Named-object pointing records:
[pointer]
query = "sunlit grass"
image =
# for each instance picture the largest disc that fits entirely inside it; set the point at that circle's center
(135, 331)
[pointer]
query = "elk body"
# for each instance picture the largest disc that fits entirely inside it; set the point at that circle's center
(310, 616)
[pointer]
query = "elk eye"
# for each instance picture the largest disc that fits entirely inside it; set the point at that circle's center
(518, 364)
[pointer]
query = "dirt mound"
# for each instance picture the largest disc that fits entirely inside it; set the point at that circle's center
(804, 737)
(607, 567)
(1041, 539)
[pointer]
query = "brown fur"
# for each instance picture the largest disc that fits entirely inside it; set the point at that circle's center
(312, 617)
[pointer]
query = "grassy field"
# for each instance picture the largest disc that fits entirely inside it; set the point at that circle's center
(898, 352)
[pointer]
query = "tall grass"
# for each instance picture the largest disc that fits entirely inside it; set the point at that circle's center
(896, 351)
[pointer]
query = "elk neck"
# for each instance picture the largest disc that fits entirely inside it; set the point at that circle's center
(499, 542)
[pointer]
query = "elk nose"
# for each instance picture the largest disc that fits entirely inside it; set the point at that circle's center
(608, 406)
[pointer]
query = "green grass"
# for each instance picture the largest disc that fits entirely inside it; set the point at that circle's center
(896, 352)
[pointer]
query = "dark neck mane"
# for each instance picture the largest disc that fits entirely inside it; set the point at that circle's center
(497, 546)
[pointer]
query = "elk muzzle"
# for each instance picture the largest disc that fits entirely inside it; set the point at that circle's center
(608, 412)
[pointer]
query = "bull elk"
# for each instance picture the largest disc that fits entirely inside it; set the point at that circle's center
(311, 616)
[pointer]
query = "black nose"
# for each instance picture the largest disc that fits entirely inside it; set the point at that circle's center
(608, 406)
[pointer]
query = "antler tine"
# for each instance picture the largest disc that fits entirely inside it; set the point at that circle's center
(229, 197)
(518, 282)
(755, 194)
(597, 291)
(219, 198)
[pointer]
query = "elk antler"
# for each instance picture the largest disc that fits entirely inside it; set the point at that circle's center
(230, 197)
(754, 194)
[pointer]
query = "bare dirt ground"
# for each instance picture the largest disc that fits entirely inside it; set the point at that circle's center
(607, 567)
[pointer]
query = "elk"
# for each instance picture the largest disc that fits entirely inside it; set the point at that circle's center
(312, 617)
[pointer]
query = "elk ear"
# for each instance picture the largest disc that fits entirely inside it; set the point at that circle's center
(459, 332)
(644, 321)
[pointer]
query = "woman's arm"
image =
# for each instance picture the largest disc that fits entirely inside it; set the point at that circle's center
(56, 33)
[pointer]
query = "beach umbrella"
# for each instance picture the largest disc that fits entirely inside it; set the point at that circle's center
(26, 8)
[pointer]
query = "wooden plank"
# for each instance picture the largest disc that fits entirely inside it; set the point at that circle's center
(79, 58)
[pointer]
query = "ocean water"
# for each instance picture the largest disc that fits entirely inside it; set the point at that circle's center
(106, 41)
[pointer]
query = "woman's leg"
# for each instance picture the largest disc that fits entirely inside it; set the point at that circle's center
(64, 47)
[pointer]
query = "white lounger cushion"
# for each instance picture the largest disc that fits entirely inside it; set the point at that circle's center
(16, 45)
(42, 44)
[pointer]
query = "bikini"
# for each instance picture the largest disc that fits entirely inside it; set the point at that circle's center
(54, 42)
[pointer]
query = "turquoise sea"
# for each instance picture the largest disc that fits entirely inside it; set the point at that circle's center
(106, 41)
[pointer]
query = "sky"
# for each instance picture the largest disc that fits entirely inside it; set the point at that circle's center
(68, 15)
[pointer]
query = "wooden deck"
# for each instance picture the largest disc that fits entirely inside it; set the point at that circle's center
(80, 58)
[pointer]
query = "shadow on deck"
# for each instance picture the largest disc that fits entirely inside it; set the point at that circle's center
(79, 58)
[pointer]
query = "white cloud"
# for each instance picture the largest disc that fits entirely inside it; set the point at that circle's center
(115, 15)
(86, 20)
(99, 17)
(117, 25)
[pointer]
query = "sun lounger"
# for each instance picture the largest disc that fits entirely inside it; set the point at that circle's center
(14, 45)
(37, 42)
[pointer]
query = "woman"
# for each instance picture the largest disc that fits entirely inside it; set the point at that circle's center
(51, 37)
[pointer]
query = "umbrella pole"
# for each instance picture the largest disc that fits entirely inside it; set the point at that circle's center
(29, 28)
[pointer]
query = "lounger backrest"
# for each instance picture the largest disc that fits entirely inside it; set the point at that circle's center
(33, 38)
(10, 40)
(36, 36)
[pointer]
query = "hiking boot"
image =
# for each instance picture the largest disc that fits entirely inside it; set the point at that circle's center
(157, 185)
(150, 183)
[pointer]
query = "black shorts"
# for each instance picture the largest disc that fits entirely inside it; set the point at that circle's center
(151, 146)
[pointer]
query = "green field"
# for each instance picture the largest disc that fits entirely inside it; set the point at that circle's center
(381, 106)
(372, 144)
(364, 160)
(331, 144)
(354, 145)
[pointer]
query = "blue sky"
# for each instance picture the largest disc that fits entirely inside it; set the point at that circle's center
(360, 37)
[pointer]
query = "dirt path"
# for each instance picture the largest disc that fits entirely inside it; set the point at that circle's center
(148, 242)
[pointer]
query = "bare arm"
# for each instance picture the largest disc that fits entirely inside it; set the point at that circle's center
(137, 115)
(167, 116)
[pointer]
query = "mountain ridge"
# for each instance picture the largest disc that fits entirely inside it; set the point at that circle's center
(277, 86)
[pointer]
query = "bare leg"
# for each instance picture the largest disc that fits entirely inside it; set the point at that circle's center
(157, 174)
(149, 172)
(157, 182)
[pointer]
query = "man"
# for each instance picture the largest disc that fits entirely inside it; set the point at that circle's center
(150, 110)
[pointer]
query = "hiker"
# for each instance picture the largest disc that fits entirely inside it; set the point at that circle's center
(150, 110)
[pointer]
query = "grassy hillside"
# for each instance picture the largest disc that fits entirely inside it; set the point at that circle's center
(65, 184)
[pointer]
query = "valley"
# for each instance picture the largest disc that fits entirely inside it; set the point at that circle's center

**Given task**
Take the data above and return it exactly.

**Output of the exercise**
[pointer]
query = "sunlit grass"
image =
# for each instance picture the largest disc that fits entirely inside it; set the point at that circle's center
(135, 331)
[pointer]
query = "elk body"
# for each instance picture the largest disc that fits entirely inside it; set the point at that circle's center
(310, 616)
[pointer]
query = "elk eye"
# for each instance picture the largest disc that fits entirely inside it; set the point at that circle's center
(518, 364)
[pointer]
query = "dirt mound"
# for each instance picture the largest disc that fits entirely inside it; set the point at that circle's center
(804, 737)
(607, 567)
(1041, 539)
[pointer]
query = "brown fur"
# for each instance picture the largest disc that fits entirely inside it; set the point at that circle's center
(312, 617)
[pointer]
query = "grassy field"
# for each instance picture the largest disc that fits entirely inside it; set the point at that circle's center
(898, 352)
[pointer]
query = "tall grass"
# for each instance picture the largest disc that fits entirely inside it; set the point at that circle's center
(896, 351)
[pointer]
query = "elk neck"
# for each instance picture the largest disc that fits entirely inside it; set the point at that circle's center
(499, 542)
[pointer]
query = "elk nose"
# for each instance picture the largest disc that fits entirely inside it; set the point at that circle's center
(608, 406)
[pointer]
query = "green grass"
# for each instance picture the largest disc that fits entirely inside it; set the point at that circle's center
(896, 352)
[pointer]
query = "dark neck mane"
# for each instance picture the largest disc that fits entirely inside it; set the point at that circle's center
(497, 546)
[pointer]
query = "elk muzzle"
# for each instance picture the largest disc that fits entirely inside it; set the point at that circle's center
(608, 412)
[pointer]
query = "bull elk"
# for each instance picture the largest disc that fits entirely inside it; set the point at that circle's center
(311, 616)
[pointer]
query = "black nose"
# for each instance picture the largest disc that fits entirely inside it; set the point at that circle's center
(608, 406)
[pointer]
query = "antler tine"
# for each instance picture the largest disc that fits entirely inside it; set the point at that circle's center
(229, 197)
(518, 282)
(755, 194)
(597, 291)
(219, 198)
[pointer]
query = "elk antler"
# for each instance picture the largest disc that fits entirely inside it; set the point at that circle's center
(230, 197)
(754, 194)
[pointer]
query = "bare dirt ground"
# for each instance picture the largest disc that fits entirely inside it; set the point at that circle's center
(607, 567)
[pointer]
query = "elk"
# for each instance picture the largest disc that fits entirely inside it; set the point at that circle's center
(312, 617)
[pointer]
query = "elk ear"
# for each instance picture the largest disc that fits entirely inside it; set the point at that circle's center
(459, 332)
(644, 321)
[pointer]
query = "woman's arm"
image =
# for each instance picture the largest disc that fits entirely inside it; set the point at that circle's center
(56, 33)
[pointer]
query = "beach umbrella"
# for each instance picture the largest disc that fits entirely inside it; set the point at that circle's center
(26, 8)
[pointer]
query = "wooden plank"
# for each instance picture the largest disc that fits entirely inside it; set the point at that circle's center
(79, 58)
[pointer]
query = "ocean water"
# for each instance picture the largest disc that fits entirely inside it; set the point at that circle's center
(106, 41)
[pointer]
query = "woman's leg"
# for each instance picture the largest disc that fits entirely inside it; set the point at that circle's center
(64, 47)
[pointer]
query = "white lounger cushion"
# for each instance picture the largest disc that fits entirely inside it; set the point at that circle's center
(16, 45)
(42, 44)
[pointer]
query = "bikini"
# for each instance picture the largest disc that fits entirely inside it; set the point at that circle's center
(54, 42)
[pointer]
query = "turquoise sea"
# for each instance picture the largest disc that fits entirely inside it; set the point at that circle's center
(106, 41)
[pointer]
query = "sky"
# for each instance picture the largest disc that fits entirely inside it; set the point at that circle's center
(68, 15)
[pointer]
query = "wooden deck"
# for each instance picture the largest disc that fits entirely inside it; set the point at that circle's center
(80, 58)
[pointer]
query = "shadow on deck"
# for each instance picture the largest disc that fits entirely inside it; set the point at that circle's center
(79, 58)
[pointer]
query = "white cloud"
# for each instance picture the largest disc that fits entirely inside it; set the point at that circle's center
(115, 15)
(86, 20)
(99, 17)
(117, 25)
[pointer]
query = "sun lounger"
# for each instance picture the largest disc that fits entirely inside it; set the point at that circle's center
(14, 45)
(37, 42)
[pointer]
query = "woman"
# for each instance picture the largest disc that fits entirely inside it; set the point at that circle's center
(51, 37)
[pointer]
query = "umbrella pole"
# for each instance picture the largest disc that fits entirely inside it; set the point at that circle's center
(29, 28)
[pointer]
query = "lounger backrest"
# for each instance picture the largest disc that fits entirely inside it; set the point at that circle's center
(33, 38)
(10, 40)
(36, 36)
[pointer]
query = "hiking boot"
image =
# for each instance picture the largest disc that fits entirely inside it; set the point at that circle's center
(157, 185)
(150, 183)
[pointer]
query = "black shorts"
# for each instance picture the largest disc that fits entirely inside it; set the point at that circle's center
(151, 146)
[pointer]
query = "green field"
# for each instance picture the largest disc that fits entirely inside it; set the point at that circle's center
(381, 106)
(372, 144)
(364, 160)
(331, 144)
(354, 145)
[pointer]
query = "blue sky"
# for each instance picture the largest disc that fits entirely inside it; set the point at that circle's center
(360, 37)
[pointer]
query = "dirt path"
# for each instance picture the largest disc that fits entirely inside it; set the point at that circle's center
(148, 242)
[pointer]
query = "bare arm"
# for each instance picture the largest disc that fits entirely inside it; set the point at that circle's center
(137, 115)
(167, 116)
[pointer]
query = "mountain ridge"
# for each instance picture the largest disc that fits entirely inside it; set the point at that circle's center
(277, 86)
[pointer]
query = "bare leg"
# for each instance picture the largest disc that fits entirely inside it; set the point at that circle's center
(157, 174)
(149, 172)
(157, 182)
[pointer]
query = "man"
# for each instance picture the largest disc that fits entirely inside it; set the point at that circle's center
(150, 110)
[pointer]
query = "hiker"
# for each instance picture the largest disc that fits entirely inside it; set the point at that circle's center
(150, 110)
[pointer]
query = "grassy hillside"
# for each instance picture the largest disc that fits entirely inside it; set the point at that circle's center
(65, 184)
[pointer]
query = "valley"
# for each instance picture the largest disc that fits entirely inside it; set the point at that circle's center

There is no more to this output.